• EXERCISE BRIEF: In the update on low-cost III-V epitaxy, what limits the GaAs growth rate in the industrial-scale CCS reactor?

• SELECTED EXTRACT:
==============================

Low Cost III-V Epitaxy Processes and Reactor Concepts - Update March, 2020

  • Thorsten Anders, AIXTRON SE
  • March, 2020

Within WP1 of the EU funded project SiTaSol AIXTRON SE and AIXTRON Ltd. investigate and develop low cost III-V epitaxy processes and reactor concepts. The focus of the research are the investigations and developments on metal organic chemical vapor deposition (MOCVD) reactors to increase growth rate of Ga(In)As(P) and to improve production cost.

MOCVD of III-V compound semiconductors is a well-established technique used in industry for the production of highly efficient multi-junction solar cells, LEDs, or lasers. Recently Fraunhofer ISE and AIXTRON SE published “MOCVD growth of GaAs with growth rates up to 280 μm/h at the DGKK (Deutsche Gesellschaft für Kristallwachstum und Kristallzüchtung e. V.) workshop 2019 in Dresden, Germany. Those GaAs samples were grown with an Aixtron CRIUS Close-Coupled Showerhead reactor in a 7x4” configuration. In this standard reactor design, the gap distance between ceiling and susceptor can be adjusted. Standard precursors including TMGa and AsH3 were used for GaAs deposition. In that work, growth rates up to 280 μm/h were demonstrated for GaAs. These values were achieved by increasing the concentration gradient between the showerhead and the substrate and therefore the material transport to the wafer surface. In this reactor type, the concentration gradient can be increased by reducing the process gap height as well as the total H2 carrier gas flow. The experimental results could be reproduced both by accurate simulation [1] and with a simple calculation using a control volume approach.

Based on these previous results AIXTRON SE continued studies for improving throughput and production costs for MOCVD systems within SiTaSol. For industrial scale CCS reactor the GaAs growth rate increases linear with the TMGa molar flow up to 48 μm/hr as expected from theory (see Figure above). Limitation of the growth rate is only due to TMGa and AsH3 delivery capability. This is an interesting finding, and might lead to further process optimization potentials, for even higher growth rates.

References

[1] D. Brien, M. Dauelsberg, K. Christiansen, J. Hofeldt, M. Deufel, and M. Heuken, Journal of Crystal Growth 303, 1, 2007.

==============================

• MATERIAL SUPPLIED:
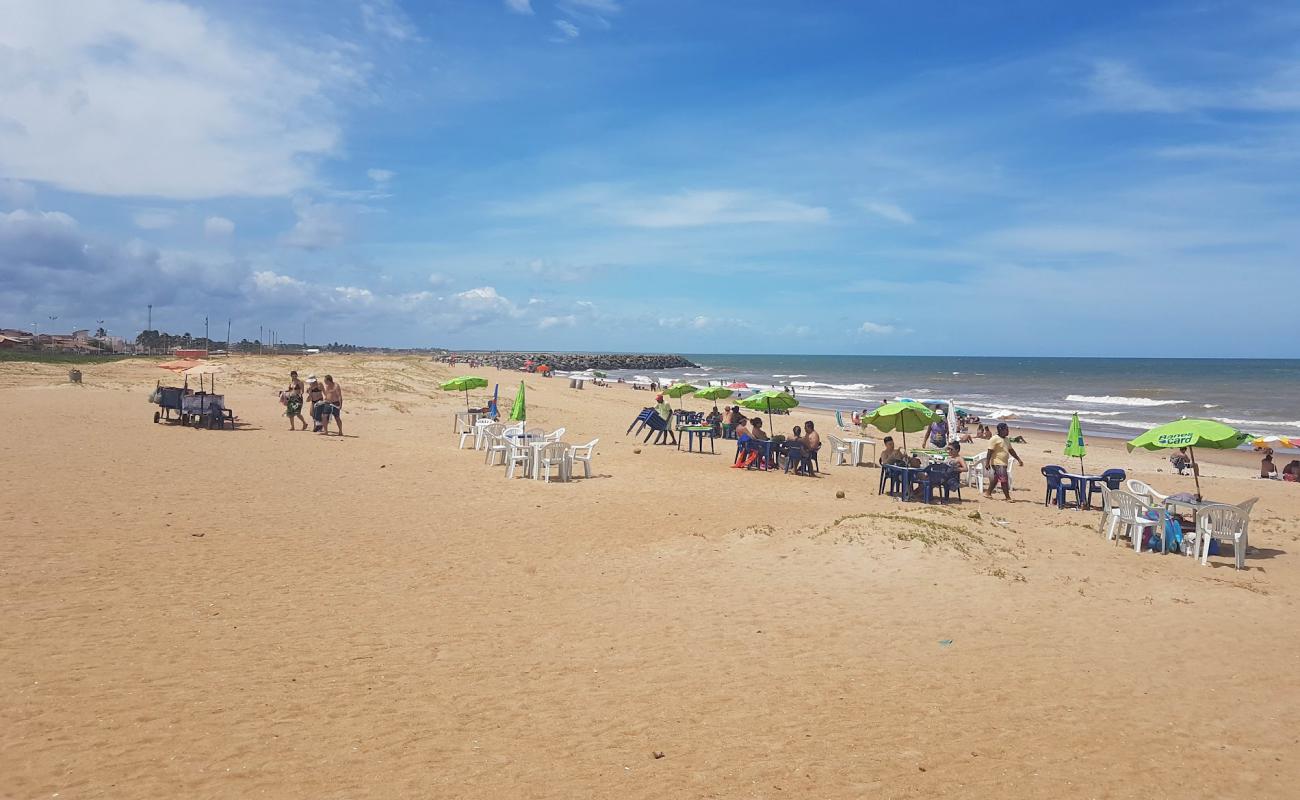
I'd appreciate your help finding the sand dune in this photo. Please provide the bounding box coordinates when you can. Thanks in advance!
[0,356,1300,797]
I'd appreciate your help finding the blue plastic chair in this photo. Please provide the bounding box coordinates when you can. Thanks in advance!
[1043,464,1079,509]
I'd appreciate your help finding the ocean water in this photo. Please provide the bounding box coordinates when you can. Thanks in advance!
[592,354,1300,438]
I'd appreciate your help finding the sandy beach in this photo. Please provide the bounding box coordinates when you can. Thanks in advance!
[0,355,1300,799]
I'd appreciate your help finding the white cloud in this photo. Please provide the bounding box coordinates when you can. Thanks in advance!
[280,200,347,250]
[451,286,523,317]
[0,0,360,198]
[1084,59,1300,113]
[203,217,235,239]
[251,269,307,291]
[862,200,917,225]
[131,208,176,230]
[495,183,831,228]
[554,20,581,42]
[0,179,36,208]
[361,0,420,42]
[537,313,577,330]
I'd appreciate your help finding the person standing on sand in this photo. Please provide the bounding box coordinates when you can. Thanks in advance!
[303,375,325,433]
[984,423,1024,501]
[285,369,307,431]
[320,375,343,436]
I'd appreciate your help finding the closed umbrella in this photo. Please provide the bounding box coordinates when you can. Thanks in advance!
[510,381,528,423]
[740,389,800,428]
[1065,411,1088,475]
[438,375,488,406]
[862,401,935,450]
[1126,419,1255,500]
[663,384,696,408]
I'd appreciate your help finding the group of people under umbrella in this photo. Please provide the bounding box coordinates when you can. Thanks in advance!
[441,376,1255,498]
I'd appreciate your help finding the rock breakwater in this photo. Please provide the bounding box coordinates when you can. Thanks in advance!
[434,351,699,372]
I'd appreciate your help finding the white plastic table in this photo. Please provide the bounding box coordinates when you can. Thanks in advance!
[844,438,876,467]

==============================

• SOLUTION BELOW: Only the delivery capability for TMGa and AsH3.